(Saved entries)

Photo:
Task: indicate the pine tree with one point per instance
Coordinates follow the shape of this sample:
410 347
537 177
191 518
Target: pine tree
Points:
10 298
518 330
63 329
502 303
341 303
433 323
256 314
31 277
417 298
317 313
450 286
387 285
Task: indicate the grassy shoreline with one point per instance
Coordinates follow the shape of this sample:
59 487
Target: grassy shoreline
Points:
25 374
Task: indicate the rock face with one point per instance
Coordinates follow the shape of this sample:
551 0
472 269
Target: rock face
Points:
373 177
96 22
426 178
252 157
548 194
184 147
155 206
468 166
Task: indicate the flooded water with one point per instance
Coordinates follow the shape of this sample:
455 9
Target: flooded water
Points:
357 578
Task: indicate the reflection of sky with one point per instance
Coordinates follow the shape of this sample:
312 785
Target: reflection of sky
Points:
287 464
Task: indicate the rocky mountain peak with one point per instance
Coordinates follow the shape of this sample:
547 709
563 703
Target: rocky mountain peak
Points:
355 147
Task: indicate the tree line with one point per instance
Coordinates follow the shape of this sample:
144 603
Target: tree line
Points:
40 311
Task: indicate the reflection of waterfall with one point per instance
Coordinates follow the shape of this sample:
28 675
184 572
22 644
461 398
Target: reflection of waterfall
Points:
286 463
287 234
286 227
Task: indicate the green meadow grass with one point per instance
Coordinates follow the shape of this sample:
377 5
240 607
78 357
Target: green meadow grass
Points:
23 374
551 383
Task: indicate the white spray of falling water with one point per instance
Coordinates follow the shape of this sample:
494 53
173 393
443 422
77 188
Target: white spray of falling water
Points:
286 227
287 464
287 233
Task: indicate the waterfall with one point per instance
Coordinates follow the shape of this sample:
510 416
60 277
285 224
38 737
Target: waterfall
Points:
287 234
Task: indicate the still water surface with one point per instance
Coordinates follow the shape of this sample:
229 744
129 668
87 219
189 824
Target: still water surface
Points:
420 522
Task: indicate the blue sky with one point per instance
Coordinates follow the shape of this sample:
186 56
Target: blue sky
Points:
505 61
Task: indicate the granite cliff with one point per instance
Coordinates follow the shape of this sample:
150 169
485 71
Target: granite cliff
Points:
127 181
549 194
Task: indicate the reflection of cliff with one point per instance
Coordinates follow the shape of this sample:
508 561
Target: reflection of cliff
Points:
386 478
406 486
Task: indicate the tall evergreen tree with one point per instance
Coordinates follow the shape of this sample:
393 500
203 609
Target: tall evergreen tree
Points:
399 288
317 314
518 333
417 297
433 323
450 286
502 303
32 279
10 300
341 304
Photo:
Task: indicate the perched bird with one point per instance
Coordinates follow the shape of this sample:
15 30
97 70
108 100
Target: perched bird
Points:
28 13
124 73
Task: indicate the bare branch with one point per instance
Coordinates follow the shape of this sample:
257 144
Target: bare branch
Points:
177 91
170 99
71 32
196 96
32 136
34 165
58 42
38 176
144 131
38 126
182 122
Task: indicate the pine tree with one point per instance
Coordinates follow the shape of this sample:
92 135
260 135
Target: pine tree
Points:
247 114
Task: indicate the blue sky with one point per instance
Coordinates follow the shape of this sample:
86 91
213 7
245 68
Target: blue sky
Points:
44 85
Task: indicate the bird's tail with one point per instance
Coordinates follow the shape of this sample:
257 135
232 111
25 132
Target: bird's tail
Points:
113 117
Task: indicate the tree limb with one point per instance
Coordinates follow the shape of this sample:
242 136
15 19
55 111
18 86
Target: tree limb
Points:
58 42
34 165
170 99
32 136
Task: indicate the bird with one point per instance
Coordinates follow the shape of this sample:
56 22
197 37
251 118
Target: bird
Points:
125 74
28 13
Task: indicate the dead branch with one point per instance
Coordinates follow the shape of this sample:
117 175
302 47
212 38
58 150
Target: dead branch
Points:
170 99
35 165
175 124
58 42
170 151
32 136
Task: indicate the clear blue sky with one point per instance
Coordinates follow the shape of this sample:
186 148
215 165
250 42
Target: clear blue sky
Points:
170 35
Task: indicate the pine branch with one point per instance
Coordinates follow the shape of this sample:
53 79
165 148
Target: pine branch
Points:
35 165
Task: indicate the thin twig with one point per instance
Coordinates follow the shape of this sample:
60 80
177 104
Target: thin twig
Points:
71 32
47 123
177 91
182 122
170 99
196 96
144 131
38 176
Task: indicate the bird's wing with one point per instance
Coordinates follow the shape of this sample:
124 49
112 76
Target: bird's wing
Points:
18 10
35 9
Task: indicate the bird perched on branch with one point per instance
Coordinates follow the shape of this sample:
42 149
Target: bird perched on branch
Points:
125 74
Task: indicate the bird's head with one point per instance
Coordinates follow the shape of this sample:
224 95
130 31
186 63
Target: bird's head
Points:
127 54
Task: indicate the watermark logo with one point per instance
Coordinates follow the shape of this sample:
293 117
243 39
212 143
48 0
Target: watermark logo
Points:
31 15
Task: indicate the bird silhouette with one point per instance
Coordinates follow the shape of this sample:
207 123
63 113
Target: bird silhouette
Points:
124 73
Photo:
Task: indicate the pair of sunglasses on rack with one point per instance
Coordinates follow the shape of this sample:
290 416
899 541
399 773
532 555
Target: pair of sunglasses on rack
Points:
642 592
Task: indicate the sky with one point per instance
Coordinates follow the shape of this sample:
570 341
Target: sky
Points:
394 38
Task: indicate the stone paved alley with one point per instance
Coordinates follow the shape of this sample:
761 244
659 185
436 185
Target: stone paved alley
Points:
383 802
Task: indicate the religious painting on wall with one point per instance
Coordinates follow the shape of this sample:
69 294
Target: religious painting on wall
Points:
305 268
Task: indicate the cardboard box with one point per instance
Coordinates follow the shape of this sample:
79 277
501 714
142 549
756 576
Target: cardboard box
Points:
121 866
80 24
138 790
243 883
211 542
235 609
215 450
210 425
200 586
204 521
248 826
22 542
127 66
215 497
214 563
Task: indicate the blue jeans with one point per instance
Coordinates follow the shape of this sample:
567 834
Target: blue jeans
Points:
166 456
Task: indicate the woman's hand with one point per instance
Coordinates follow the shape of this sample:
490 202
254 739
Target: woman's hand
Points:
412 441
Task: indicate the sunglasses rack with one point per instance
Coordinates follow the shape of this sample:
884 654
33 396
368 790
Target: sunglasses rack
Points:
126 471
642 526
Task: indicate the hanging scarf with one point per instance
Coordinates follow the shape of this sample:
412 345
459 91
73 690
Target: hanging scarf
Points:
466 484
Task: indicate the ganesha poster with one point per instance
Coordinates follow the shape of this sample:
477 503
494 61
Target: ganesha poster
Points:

== EXERCISE AIM ==
Quote the records from their first line to the line with "Task: indicate the tree line", inclusive, without adding or dropping anything.

== TASK SOLUTION ==
Photo:
Task: indicate the pine tree with one point per instance
Coordinates follow the shape of this sample:
410 347
537 177
191 518
Target: pine tree
Points:
10 298
518 330
63 329
502 303
341 303
433 323
256 314
31 277
417 298
317 313
450 286
387 285
Task: indicate the grassy shoreline with one point per instance
Coordinates follow the shape of this sample:
59 487
Target: grassy shoreline
Points:
25 374
Task: indicate the rock face with one point per instance
Coordinates follow the shape of this sample:
551 0
472 269
Target: rock face
Points:
373 177
96 22
426 178
252 157
548 194
184 147
155 206
468 166
Task: indicate the flooded water with one point per instance
Coordinates follow the shape of this sample:
455 9
Target: flooded water
Points:
357 578
Task: indicate the reflection of sky with one point per instance
Coordinates follow the shape of this sample:
312 785
Target: reflection of sky
Points:
287 464
Task: indicate the rocky mountain peak with one point per instance
Coordinates follow the shape of this sample:
547 709
563 703
Target: rocky mountain peak
Points:
355 147
Task: indicate the tree line with one point per instance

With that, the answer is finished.